Второе, [что необходимо принять во внимание] – это то, что исправление [сочинения] Коперника не может быть сделано в предположении неподвижности Земли, что согласно с истиной и Священным Писанием. Действительно, поскольку Коперник принял в качестве [исходного] принципа три движения Земли и построил на нем все свои доказательства, чтобы спасти видимости или явления небесных движений, то если этот принцип устранить, исправление [трактата] Коперника станет [тогда уже] не поправкой, но его полным разрушением (Copernici emendatio non esset correctio, sed totalis eius destructio).

И третье – выбирая средний путь, как это делают в трудных делах, можно сохранить [сочинение] Коперника без ущерба для истины и священного текста (sine praejudicio veritatis, et sacrae pagina), а именно: исправляя только те места, где о движении Земли говорится не гипотетически, но как о реальности (non hypothetice <…> sed secundum realitatem videtur). В самом деле, за исключением очень немногих мест, он [Коперник] говорит либо гипотетически, либо не утверждая истинного движения Земли.

ЧТО СДЕЛАТЬ: Чем станет исправление трактата Коперника, если убрать принцип трёх движений Земли, согласно тексту об исправлении сочинения Коперника?

ИСХОДНЫЕ ДАННЫЕ:
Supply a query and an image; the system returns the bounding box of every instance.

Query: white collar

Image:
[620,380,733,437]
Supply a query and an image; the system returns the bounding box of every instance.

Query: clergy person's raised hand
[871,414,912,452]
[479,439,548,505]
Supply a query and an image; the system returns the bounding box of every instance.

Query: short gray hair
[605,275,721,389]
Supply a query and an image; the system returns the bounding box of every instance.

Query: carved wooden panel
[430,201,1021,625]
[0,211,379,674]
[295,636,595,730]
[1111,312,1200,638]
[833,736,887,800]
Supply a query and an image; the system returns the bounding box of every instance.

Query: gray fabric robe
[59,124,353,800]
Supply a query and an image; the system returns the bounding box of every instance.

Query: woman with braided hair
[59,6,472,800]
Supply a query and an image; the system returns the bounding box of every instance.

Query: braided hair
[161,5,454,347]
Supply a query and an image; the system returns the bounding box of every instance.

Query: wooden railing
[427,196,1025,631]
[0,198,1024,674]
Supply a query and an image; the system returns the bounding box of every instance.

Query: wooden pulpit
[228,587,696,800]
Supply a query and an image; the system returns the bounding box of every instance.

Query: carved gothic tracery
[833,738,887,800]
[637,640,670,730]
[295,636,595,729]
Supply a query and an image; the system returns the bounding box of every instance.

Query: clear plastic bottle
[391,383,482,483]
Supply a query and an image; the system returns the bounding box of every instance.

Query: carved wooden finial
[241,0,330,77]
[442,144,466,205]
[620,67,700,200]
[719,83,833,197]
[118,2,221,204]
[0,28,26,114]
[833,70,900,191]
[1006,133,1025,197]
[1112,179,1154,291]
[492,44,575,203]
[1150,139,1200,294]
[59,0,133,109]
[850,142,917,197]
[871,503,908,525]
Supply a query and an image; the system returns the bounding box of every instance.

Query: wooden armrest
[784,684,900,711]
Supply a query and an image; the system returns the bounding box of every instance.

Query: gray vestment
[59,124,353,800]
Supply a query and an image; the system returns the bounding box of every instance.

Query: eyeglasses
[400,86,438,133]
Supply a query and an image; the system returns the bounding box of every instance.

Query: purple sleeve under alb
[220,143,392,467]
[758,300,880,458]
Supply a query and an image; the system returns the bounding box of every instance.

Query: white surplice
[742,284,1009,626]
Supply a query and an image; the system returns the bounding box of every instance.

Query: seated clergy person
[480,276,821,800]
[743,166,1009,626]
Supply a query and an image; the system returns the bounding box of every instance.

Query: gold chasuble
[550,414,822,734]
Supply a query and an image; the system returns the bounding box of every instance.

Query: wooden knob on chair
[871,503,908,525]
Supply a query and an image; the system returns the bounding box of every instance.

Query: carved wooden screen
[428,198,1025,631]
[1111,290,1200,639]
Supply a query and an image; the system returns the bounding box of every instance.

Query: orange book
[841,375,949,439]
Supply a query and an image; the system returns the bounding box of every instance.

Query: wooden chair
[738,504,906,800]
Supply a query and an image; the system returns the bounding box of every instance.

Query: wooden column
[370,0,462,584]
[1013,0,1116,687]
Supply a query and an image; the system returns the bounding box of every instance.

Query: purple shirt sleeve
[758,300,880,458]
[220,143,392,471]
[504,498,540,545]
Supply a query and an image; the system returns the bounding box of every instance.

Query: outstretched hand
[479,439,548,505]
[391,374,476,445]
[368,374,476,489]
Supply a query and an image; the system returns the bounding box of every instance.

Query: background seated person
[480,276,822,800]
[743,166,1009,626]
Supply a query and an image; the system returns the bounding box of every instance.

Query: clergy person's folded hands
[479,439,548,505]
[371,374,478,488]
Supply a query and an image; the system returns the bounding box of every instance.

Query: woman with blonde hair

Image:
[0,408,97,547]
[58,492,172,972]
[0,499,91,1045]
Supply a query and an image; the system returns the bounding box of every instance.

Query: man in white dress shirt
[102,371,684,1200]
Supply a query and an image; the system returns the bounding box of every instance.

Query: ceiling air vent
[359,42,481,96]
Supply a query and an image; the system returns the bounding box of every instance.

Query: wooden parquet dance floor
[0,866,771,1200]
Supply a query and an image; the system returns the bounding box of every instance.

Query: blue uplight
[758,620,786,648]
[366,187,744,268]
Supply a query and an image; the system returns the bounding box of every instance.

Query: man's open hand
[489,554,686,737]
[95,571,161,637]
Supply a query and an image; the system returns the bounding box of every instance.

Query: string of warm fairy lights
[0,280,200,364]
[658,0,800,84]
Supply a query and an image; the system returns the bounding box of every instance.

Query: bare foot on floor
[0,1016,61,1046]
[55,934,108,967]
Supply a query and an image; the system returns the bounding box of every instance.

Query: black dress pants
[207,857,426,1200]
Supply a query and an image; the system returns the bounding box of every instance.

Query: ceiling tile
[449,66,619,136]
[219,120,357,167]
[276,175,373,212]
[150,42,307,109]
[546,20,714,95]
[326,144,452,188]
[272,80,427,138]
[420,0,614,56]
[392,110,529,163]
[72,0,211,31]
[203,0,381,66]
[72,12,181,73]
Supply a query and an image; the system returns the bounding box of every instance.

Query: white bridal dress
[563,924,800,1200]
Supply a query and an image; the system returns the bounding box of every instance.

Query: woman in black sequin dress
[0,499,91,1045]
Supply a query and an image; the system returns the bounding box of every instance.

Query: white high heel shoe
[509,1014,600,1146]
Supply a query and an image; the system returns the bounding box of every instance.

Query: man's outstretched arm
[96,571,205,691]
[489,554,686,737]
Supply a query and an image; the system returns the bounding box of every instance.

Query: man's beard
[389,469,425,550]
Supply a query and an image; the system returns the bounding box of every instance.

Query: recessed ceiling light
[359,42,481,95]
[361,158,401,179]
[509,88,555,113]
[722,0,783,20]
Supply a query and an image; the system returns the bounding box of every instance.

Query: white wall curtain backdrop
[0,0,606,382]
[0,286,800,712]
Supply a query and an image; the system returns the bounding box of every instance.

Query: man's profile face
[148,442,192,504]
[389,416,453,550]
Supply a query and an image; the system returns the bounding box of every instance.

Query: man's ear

РЕЗУЛЬТАТ: Не поправкой, а полным разрушением трактата.